Назвал также основных, впоследствии канонизированных, соратников Артура – Гавейна, Кэя, Бедивера, туда же втиснул множество дегендарных и сказочных элементов вместе с чародеем Мерлином. Не забыл и о магической доставке каменного круга Стоунхенджа из Ирландии на равнину Солсбери. Так Джефри Монмутский фактически заложил краеугольный камень под будущее здание легенды, и ему, бесспорно, принадлежит авторское право на нее. Более поздние авторы недалеко ушли от начертанной Джефри схемы.
Вклад же «Истории бриттских королей» в английскую литературу был поистине колоссальным. Можно смело утверждать, что не будь Джефри Монмутского, не было бы Чосера и елизаветинской драмы. А если б не было Чосера и елизаветинской драмы, то неизвестно вообще, как выглядела бы история английской литературы.
Что касается французов, уже имевших собственный эпос о Карле Великом и романы о деяниях его паладинов, то личность Артура как короля бриттов была им и скучна и непоэтична. Зато во Франции возник большой интерес к спутникам Артура, рыцарям Круглого стола, поскольку в те времена существовала мода на повести о деяниях одиноких путников и, разумеется, о любви. Идеалом и лейтмотивом песен и романов французских труверов были галантные куртуазные чувства, сердечные похождения бравых рыцарей и подвиги, совершаемые в честь и защиту прекрасных дам. Особым типом баллады и любовного романа стали британские романсы – о любовных шалостях рыцарей Круглого стола.

● **Записи**
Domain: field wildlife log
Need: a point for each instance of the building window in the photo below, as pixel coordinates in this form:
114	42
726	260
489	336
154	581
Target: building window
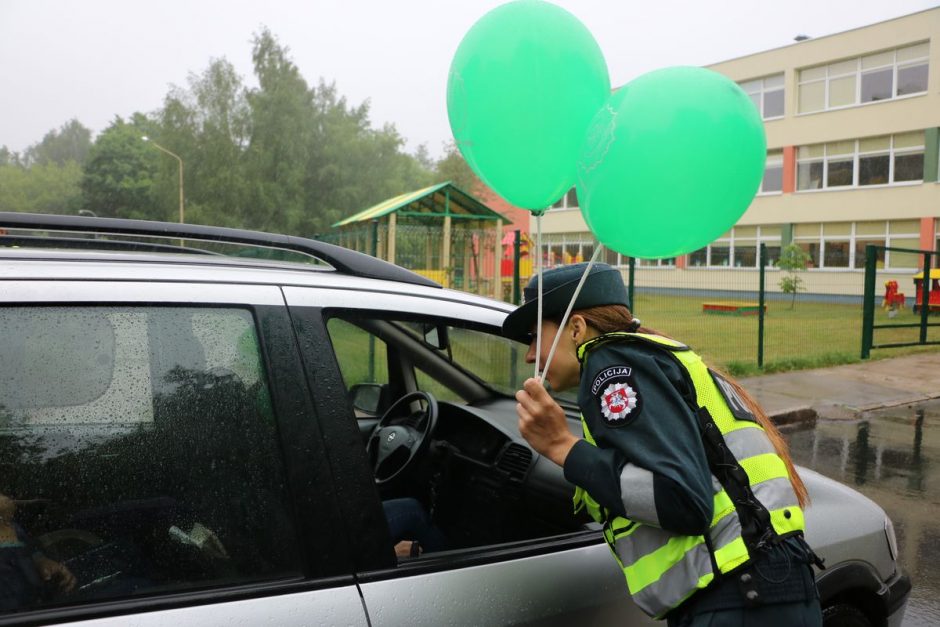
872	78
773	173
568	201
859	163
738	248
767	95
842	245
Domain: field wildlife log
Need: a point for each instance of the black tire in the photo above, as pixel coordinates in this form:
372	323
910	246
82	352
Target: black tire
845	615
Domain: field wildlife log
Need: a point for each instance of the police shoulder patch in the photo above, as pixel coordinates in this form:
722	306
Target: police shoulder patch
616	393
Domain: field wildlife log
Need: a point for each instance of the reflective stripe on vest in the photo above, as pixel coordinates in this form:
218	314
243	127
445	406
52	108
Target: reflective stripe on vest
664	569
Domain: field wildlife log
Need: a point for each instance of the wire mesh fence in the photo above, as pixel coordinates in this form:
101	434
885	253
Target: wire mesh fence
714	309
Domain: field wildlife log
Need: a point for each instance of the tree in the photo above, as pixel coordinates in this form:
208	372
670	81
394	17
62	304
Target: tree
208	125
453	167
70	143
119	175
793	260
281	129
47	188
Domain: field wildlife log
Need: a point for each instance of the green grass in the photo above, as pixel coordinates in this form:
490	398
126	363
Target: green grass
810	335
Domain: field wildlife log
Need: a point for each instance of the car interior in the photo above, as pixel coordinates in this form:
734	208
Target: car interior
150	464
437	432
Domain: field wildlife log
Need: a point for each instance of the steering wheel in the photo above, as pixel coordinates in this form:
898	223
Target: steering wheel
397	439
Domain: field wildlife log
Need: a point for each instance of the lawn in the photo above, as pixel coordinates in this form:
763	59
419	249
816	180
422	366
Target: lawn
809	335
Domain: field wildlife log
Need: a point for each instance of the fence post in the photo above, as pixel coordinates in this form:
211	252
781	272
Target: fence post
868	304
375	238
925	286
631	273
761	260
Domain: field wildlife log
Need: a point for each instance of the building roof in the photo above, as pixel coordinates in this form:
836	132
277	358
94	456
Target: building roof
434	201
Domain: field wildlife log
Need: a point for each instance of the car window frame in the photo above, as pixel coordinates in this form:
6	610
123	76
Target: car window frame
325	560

--

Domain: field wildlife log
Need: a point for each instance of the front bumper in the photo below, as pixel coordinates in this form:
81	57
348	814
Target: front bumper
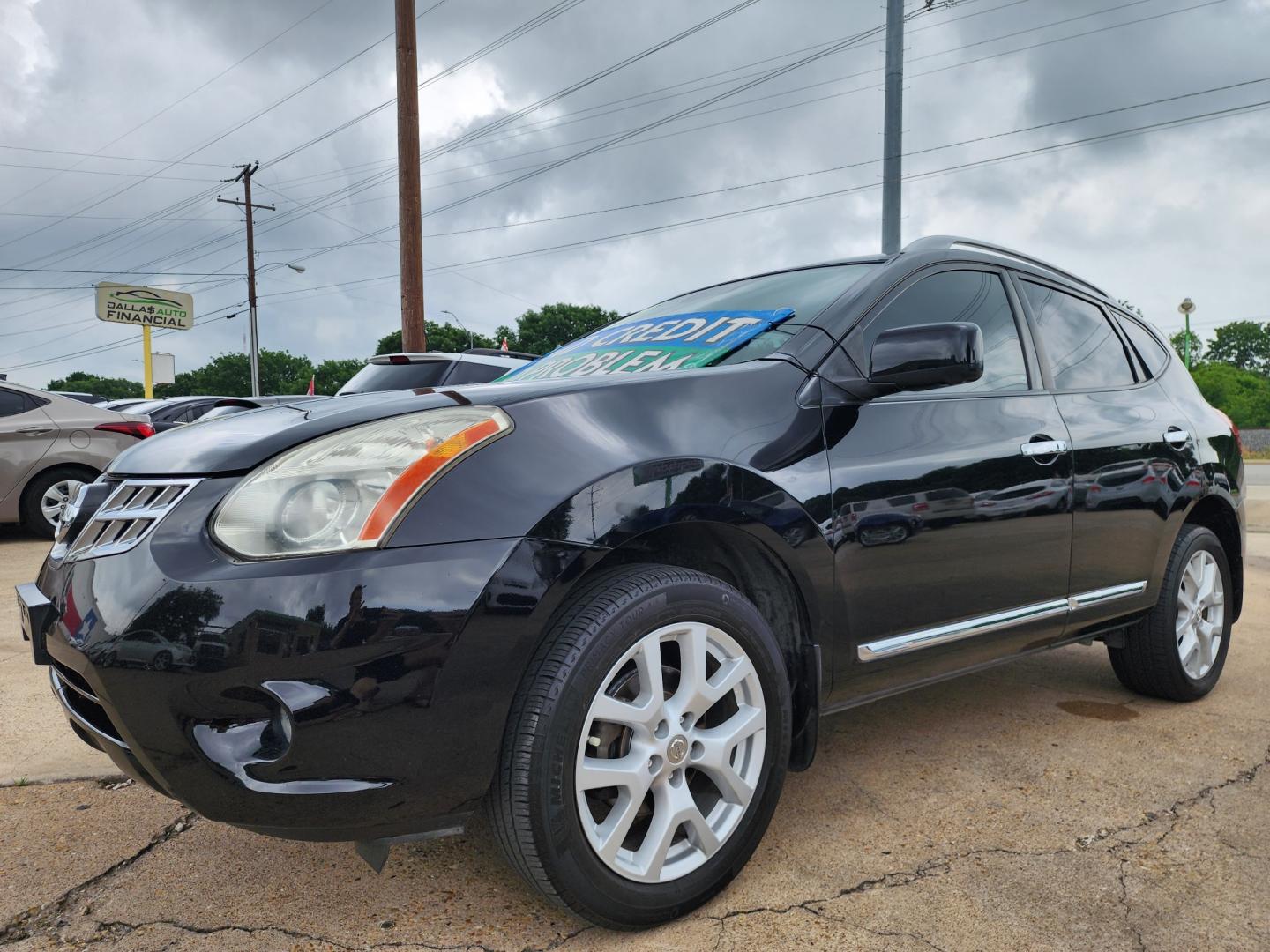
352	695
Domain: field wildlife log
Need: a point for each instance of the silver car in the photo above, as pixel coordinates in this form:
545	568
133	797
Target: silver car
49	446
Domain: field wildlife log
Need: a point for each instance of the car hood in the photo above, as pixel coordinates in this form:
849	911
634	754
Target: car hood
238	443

● **Задание**
Ответьте на вопросы по отрывку о легенде об Артуре.
1. Каких соратников Артура назвал Джефри Монмутский?
2. Без кого, по утверждению отрывка, не было бы Чосера и елизаветинской драмы?
3. К кому во Франции возник большой интерес?

● **Результат**
1. Гавейна, Кэя и Бедивера.
2. Без Джефри Монмутского.
3. К спутникам Артура, рыцарям Круглого стола.